[Extracted records]
━━━━━━━━━━━━━━━━

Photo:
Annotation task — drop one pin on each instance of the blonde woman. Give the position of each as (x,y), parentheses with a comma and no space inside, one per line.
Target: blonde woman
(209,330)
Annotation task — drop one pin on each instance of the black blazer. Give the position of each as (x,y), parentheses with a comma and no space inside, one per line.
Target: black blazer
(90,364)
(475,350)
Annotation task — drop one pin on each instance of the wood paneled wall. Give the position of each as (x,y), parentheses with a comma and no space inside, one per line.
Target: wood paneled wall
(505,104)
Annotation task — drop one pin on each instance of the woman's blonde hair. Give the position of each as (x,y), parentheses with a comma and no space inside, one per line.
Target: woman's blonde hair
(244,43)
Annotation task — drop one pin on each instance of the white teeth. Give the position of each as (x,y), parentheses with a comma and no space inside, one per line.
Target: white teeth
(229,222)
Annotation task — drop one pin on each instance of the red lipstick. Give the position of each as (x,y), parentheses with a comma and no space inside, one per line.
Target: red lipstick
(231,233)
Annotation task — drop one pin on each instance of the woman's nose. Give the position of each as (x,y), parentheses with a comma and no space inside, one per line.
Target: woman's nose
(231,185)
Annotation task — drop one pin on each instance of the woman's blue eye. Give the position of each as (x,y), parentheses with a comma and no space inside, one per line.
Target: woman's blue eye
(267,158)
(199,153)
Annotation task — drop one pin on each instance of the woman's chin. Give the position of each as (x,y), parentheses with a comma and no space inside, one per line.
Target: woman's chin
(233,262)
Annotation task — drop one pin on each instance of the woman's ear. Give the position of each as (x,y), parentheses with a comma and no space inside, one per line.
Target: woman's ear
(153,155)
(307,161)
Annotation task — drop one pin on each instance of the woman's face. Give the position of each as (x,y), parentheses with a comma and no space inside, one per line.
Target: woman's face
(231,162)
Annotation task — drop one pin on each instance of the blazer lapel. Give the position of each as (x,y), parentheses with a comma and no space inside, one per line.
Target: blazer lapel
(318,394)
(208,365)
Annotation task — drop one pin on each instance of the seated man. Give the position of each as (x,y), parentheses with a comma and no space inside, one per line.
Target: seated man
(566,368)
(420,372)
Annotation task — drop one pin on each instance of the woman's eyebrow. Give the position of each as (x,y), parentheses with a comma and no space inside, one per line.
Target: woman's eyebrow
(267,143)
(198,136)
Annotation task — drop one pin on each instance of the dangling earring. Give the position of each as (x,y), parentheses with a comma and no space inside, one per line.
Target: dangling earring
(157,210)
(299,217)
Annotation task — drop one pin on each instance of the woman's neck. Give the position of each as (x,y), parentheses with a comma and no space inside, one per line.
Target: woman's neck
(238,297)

━━━━━━━━━━━━━━━━

#### What is needed:
Repeat exactly, and only, the lines from the line containing "of the seated" through the last line of the records above, both included.

#### Task answer:
Annotation task — drop one pin on each instance of the seated man. Give the position of each as (x,y), parentheses with a comma and no space inside, one per line.
Target: seated man
(566,368)
(420,372)
Annotation task — drop one pin on each instance of the woman's eyebrow. Give the position of each as (x,y), parentheses with a comma and no space inside, one per line.
Target: woman's eyebrow
(267,143)
(198,136)
Annotation task — drop one pin on each instance of the dangling earring. Give the position of each as (x,y), parentheses with a comma and no space inside, one per line.
Target: dangling earring
(157,210)
(299,217)
Annotation task — drop one pin on each instance of the woman's neck. Give the position of each as (x,y), parentheses with a comma and no space inside, one per line.
Target: woman's neck
(238,297)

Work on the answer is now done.